__What this task involves__
For each line in the data below that holds "rough", return a copy.

__Material provided__
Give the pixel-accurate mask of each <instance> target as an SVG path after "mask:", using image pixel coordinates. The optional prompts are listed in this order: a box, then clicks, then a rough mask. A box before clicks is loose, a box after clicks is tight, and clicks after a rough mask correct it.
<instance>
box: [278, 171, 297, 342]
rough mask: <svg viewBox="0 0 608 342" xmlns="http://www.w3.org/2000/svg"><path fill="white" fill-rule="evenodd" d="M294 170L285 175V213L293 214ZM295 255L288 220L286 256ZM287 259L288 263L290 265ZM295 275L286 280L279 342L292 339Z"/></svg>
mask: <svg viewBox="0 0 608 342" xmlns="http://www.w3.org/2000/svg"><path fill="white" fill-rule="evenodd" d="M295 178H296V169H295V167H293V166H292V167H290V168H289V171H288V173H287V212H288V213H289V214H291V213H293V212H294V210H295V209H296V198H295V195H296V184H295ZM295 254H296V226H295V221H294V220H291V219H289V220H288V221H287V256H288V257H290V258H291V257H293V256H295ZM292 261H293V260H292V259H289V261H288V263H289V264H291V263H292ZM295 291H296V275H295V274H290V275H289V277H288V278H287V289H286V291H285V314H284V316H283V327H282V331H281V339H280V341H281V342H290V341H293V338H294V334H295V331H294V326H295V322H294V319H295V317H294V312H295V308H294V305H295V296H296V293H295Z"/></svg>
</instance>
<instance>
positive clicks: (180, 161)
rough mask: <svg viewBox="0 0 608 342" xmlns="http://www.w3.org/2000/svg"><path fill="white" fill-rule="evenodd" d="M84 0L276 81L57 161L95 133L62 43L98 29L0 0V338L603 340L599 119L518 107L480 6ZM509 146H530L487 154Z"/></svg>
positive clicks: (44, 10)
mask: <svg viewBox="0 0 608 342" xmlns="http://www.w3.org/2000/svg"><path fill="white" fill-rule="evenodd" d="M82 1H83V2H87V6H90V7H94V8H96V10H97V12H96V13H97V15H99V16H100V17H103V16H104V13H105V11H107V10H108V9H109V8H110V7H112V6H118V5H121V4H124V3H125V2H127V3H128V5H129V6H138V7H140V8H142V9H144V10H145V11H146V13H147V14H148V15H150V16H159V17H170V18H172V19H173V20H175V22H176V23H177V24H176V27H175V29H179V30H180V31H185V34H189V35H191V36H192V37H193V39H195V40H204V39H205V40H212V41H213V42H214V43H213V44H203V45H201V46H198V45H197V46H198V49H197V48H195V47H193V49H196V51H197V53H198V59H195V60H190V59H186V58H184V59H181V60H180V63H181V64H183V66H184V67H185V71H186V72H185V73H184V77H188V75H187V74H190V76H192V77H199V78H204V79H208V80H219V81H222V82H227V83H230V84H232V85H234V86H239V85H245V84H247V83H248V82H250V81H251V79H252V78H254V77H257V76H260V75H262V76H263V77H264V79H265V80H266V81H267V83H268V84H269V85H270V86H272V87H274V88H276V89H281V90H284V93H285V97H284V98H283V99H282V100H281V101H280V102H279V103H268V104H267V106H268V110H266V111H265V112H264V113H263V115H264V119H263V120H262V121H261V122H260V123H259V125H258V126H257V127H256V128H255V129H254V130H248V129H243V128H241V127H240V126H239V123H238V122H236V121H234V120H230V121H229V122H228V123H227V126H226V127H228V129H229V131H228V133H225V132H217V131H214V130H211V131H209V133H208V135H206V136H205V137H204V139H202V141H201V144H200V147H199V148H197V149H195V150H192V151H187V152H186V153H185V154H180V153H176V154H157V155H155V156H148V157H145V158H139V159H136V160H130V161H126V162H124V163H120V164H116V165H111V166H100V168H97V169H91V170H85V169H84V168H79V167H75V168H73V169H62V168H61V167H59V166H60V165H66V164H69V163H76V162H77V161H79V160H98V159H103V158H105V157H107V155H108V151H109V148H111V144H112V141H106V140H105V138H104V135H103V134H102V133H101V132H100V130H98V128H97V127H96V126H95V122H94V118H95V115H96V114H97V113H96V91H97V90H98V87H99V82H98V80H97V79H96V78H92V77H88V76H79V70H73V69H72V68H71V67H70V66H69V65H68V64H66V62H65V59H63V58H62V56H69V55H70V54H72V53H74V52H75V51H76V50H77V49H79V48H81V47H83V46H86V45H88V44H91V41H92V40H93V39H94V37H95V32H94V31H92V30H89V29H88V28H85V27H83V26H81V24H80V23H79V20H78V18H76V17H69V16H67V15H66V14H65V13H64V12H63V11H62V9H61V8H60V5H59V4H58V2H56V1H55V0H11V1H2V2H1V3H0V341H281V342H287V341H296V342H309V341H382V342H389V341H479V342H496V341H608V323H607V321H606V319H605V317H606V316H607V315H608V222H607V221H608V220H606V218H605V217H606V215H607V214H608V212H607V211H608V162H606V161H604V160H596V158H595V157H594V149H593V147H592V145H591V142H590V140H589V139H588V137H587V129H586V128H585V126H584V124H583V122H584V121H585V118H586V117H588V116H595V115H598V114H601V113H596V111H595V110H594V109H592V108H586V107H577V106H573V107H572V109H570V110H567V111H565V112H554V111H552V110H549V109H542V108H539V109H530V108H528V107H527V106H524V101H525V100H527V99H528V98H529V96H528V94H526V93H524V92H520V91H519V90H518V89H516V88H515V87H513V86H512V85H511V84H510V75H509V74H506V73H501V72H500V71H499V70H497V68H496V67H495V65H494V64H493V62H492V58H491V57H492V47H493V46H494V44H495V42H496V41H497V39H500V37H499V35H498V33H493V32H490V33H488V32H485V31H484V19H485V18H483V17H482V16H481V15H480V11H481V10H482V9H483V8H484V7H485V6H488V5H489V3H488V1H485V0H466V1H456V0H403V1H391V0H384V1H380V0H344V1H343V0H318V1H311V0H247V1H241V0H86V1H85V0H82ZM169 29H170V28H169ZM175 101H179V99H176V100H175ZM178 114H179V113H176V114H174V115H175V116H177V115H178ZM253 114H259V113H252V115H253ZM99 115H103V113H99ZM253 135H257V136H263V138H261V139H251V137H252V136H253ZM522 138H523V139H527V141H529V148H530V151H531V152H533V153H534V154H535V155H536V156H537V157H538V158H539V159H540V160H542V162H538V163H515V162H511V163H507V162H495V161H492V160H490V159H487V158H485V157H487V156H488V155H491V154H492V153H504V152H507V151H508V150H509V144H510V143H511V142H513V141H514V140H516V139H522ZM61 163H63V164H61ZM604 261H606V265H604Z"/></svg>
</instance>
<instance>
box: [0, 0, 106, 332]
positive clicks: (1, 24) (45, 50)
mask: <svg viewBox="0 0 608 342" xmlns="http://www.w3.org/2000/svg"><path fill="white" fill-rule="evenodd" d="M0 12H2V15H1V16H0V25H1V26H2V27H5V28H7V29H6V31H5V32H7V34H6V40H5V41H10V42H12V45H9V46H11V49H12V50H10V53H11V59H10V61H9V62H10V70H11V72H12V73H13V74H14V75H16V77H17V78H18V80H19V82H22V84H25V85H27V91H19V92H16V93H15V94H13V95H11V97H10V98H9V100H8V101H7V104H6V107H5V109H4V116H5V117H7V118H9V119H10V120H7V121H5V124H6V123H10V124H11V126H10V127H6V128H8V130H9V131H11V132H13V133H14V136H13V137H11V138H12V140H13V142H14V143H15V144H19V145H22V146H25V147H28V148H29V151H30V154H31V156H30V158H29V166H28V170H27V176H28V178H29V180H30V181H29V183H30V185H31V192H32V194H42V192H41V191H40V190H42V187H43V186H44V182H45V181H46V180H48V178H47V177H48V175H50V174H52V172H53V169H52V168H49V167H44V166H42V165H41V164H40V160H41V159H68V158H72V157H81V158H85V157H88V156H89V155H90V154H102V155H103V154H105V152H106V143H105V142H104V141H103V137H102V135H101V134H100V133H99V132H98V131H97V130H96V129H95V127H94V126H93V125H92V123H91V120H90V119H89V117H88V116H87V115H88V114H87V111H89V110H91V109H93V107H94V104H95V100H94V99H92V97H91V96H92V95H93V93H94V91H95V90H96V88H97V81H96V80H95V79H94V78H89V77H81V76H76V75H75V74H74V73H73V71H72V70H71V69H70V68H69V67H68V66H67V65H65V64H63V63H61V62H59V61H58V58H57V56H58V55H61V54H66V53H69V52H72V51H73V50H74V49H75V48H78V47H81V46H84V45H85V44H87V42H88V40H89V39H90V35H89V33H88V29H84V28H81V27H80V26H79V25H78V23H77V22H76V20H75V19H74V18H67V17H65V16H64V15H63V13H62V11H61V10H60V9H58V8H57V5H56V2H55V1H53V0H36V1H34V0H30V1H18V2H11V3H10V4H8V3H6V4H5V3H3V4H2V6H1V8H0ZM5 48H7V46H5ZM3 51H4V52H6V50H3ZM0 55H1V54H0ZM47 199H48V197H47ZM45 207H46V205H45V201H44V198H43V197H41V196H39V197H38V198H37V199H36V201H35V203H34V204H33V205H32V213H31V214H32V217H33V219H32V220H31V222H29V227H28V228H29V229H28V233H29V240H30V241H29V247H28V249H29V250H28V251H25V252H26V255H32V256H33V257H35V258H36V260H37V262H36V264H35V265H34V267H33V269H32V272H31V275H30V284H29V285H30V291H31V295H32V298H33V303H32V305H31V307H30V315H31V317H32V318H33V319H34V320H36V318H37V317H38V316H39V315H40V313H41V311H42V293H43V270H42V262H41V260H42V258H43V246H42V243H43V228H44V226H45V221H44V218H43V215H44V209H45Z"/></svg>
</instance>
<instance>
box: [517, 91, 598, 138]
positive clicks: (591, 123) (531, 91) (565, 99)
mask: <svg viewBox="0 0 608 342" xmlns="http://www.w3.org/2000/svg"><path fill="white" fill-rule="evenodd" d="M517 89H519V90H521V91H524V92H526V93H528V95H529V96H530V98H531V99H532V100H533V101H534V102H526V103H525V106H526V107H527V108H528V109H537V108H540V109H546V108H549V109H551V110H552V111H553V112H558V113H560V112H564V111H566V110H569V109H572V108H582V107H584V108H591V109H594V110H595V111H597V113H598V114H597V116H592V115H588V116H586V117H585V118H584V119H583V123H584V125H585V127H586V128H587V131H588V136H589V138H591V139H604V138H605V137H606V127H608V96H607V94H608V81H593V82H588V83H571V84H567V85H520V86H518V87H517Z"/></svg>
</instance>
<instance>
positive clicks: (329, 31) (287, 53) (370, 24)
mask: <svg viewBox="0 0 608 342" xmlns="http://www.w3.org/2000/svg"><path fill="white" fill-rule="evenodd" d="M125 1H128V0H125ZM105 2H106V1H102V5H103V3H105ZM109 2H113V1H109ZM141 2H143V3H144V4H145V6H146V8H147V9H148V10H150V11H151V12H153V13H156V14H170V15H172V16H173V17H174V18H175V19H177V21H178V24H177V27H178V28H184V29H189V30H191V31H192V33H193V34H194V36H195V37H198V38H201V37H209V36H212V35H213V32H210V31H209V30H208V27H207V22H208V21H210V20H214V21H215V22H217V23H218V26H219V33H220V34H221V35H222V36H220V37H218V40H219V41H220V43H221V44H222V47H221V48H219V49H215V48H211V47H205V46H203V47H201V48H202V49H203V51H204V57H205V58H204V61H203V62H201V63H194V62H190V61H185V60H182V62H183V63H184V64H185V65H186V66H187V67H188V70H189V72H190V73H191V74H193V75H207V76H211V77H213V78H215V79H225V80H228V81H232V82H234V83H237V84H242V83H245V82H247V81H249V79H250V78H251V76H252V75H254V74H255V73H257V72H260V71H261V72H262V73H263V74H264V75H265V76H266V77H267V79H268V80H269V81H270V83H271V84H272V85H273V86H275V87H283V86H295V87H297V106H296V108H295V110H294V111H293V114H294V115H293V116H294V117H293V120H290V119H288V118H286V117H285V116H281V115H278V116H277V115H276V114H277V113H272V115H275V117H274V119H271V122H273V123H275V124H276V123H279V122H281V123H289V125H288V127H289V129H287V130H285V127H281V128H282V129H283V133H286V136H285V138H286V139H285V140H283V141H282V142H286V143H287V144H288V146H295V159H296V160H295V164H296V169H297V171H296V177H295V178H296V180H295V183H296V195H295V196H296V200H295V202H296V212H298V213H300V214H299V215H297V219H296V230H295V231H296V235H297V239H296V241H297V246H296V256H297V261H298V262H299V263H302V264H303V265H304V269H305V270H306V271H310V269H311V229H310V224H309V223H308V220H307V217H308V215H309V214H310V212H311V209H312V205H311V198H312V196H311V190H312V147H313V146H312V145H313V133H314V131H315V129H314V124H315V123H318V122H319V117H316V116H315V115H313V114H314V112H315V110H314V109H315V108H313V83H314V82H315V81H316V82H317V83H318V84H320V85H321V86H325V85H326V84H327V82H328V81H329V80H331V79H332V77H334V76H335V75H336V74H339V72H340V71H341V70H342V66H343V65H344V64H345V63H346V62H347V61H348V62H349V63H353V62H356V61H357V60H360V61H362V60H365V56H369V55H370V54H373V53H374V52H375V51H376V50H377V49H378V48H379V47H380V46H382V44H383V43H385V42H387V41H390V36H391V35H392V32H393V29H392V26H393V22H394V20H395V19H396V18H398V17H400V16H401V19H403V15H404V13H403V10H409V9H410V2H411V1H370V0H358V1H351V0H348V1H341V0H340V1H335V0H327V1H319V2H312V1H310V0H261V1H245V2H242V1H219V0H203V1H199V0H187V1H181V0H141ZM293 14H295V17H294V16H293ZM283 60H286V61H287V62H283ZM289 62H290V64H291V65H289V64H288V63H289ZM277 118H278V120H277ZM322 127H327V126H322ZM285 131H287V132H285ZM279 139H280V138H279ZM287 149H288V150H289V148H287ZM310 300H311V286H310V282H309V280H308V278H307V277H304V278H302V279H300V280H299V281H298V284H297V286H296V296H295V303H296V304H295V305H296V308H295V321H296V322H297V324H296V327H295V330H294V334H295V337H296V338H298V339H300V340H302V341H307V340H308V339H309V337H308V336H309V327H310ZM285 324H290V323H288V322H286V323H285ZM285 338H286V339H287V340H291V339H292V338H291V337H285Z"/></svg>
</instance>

__Exercise response__
Give the pixel-accurate mask of each <instance> target as an SVG path after "mask:", using image pixel coordinates. The optional prompts are listed in this order: a box, then clicks, then a rough mask. A box before clicks is loose, a box after clicks is tight, and clicks after a rough mask correct it.
rough mask: <svg viewBox="0 0 608 342" xmlns="http://www.w3.org/2000/svg"><path fill="white" fill-rule="evenodd" d="M294 170L285 175V213L293 214ZM295 255L288 220L286 256ZM287 259L288 263L290 265ZM295 275L286 280L279 342L292 339Z"/></svg>
rough mask: <svg viewBox="0 0 608 342" xmlns="http://www.w3.org/2000/svg"><path fill="white" fill-rule="evenodd" d="M84 0L276 81L57 161L95 133L62 43L98 29L0 0V338L603 340L599 119L518 107L480 6ZM509 146H530L487 154Z"/></svg>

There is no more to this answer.